## Task item
Print all the records exactly as they stand.

## The data
-.-.-
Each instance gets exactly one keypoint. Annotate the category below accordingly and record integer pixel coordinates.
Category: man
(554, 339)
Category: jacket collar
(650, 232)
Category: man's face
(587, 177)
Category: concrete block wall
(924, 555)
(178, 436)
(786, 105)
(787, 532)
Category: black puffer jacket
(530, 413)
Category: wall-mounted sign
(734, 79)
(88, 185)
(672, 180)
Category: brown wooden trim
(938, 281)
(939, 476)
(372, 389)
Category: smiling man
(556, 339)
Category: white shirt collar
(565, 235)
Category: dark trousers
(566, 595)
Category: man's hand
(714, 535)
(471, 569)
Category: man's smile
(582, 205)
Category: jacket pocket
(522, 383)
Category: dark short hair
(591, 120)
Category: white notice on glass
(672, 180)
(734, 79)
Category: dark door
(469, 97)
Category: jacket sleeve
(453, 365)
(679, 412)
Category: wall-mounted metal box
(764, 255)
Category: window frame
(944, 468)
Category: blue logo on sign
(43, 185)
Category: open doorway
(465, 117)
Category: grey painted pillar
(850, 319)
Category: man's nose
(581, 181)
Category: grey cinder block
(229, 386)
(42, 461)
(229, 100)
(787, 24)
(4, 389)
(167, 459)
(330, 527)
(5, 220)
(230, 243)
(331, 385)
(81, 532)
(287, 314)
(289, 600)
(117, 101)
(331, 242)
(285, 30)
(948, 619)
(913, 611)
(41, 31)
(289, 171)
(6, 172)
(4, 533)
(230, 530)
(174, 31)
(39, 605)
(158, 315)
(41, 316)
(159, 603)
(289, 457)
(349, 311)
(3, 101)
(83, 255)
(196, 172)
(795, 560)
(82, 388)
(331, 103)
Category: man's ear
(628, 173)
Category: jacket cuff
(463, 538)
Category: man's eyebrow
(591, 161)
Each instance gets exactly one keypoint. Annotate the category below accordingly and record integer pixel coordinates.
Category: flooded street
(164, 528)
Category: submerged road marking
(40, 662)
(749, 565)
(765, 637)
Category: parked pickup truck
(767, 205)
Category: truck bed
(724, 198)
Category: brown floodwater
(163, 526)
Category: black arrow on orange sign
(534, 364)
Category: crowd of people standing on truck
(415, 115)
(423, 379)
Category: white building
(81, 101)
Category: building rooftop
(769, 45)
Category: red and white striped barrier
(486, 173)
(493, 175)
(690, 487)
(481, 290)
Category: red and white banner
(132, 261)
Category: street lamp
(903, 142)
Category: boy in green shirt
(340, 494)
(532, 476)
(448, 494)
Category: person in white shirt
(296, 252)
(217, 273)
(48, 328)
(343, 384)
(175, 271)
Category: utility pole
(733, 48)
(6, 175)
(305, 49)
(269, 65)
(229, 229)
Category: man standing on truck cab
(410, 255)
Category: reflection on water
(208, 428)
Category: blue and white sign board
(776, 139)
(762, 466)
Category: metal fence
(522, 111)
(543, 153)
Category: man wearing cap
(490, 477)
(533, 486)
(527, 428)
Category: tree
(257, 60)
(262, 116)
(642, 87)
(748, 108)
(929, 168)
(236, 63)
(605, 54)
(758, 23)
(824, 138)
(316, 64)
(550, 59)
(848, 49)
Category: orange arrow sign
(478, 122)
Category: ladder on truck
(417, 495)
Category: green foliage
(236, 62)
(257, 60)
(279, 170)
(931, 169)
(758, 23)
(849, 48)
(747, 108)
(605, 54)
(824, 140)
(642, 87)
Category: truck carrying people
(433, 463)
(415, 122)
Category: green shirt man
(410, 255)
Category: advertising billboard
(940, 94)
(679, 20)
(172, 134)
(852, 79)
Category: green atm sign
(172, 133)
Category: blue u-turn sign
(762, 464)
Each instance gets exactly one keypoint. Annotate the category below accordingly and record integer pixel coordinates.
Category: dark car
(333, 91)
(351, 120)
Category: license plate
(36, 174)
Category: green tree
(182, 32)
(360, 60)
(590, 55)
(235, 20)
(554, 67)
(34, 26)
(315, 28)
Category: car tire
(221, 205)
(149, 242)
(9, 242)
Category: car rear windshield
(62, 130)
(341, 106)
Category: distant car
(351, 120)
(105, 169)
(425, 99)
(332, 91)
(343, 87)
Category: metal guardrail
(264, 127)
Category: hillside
-.-.-
## Written solution
Each instance gets exactly one keypoint. Annotate the category below accordingly and record integer pixel coordinates.
Category: man
(554, 339)
Category: jacket collar
(650, 232)
Category: man's face
(587, 177)
Category: concrete block wall
(924, 555)
(178, 436)
(786, 105)
(787, 532)
Category: black puffer jacket
(530, 413)
Category: wall-mounted sign
(734, 79)
(88, 185)
(672, 180)
Category: brown wooden trim
(938, 281)
(939, 476)
(372, 389)
Category: smiling man
(556, 339)
Category: white shirt collar
(565, 235)
Category: dark trousers
(566, 595)
Category: man's hand
(714, 535)
(471, 569)
Category: man's smile
(582, 205)
Category: jacket pocket
(522, 383)
Category: dark short hair
(591, 120)
Category: white notice on glass
(672, 180)
(734, 79)
Category: dark door
(469, 97)
Category: jacket sleeve
(453, 365)
(679, 412)
Category: wall-mounted metal box
(764, 255)
Category: window frame
(944, 468)
Category: blue logo on sign
(43, 185)
Category: open doorway
(465, 117)
Category: grey painted pillar
(850, 319)
Category: man's nose
(581, 181)
Category: grey cinder block
(229, 386)
(42, 461)
(229, 100)
(787, 24)
(4, 389)
(167, 459)
(330, 527)
(5, 220)
(230, 243)
(331, 385)
(81, 532)
(287, 314)
(289, 600)
(117, 101)
(331, 242)
(285, 30)
(948, 619)
(913, 611)
(41, 31)
(289, 171)
(6, 172)
(4, 533)
(230, 530)
(174, 31)
(39, 605)
(158, 315)
(41, 316)
(159, 603)
(289, 457)
(349, 311)
(3, 101)
(83, 255)
(196, 172)
(795, 560)
(82, 388)
(331, 103)
Category: man's ear
(628, 173)
Category: jacket cuff
(463, 538)
Category: man's eyebrow
(591, 161)
Each instance gets exactly one keypoint. Annotate the category below accordingly and record integer pixel coordinates.
Category: flooded street
(164, 528)
Category: submerged road marking
(40, 662)
(749, 565)
(765, 637)
Category: parked pickup truck
(767, 205)
Category: truck bed
(724, 198)
Category: brown floodwater
(163, 526)
Category: black arrow on orange sign
(534, 364)
Category: crowd of people standing on truck
(415, 115)
(423, 379)
Category: white building
(81, 101)
Category: building rooftop
(769, 45)
Category: red and white striped barrier
(486, 173)
(493, 175)
(690, 487)
(481, 290)
Category: red and white banner
(132, 261)
Category: street lamp
(903, 142)
Category: boy in green shirt
(340, 494)
(532, 476)
(448, 494)
Category: person in white shirt
(296, 252)
(217, 273)
(48, 328)
(343, 384)
(175, 271)
Category: utility pole
(733, 48)
(6, 175)
(305, 49)
(269, 65)
(229, 229)
Category: man standing on truck cab
(410, 255)
Category: reflection on water
(208, 428)
Category: blue and white sign board
(776, 139)
(762, 466)
Category: metal fence
(522, 111)
(543, 153)
Category: man wearing cap
(490, 477)
(533, 486)
(527, 428)
Category: tree
(257, 60)
(262, 116)
(642, 87)
(748, 108)
(929, 168)
(236, 63)
(605, 54)
(758, 23)
(824, 138)
(316, 64)
(550, 59)
(848, 49)
Category: orange arrow sign
(478, 122)
Category: ladder on truck
(417, 495)
Category: green foliage
(236, 62)
(257, 60)
(279, 170)
(931, 169)
(758, 23)
(849, 48)
(747, 108)
(605, 54)
(824, 140)
(642, 87)
Category: truck carrying people
(433, 463)
(415, 122)
Category: green shirt man
(410, 255)
Category: advertising billboard
(940, 94)
(679, 20)
(172, 134)
(852, 79)
Category: green atm sign
(172, 133)
Category: blue u-turn sign
(762, 464)
Each instance gets exactly one keypoint. Annotate the category below accordingly and record integer pixel coordinates.
Category: dark car
(333, 91)
(351, 120)
Category: license plate
(36, 174)
Category: green tree
(182, 32)
(360, 60)
(590, 55)
(235, 20)
(554, 67)
(34, 26)
(315, 28)
Category: car tire
(221, 205)
(149, 242)
(9, 242)
Category: car rear windshield
(62, 130)
(341, 106)
Category: distant car
(351, 120)
(105, 169)
(425, 99)
(332, 91)
(343, 87)
Category: metal guardrail
(264, 127)
Category: hillside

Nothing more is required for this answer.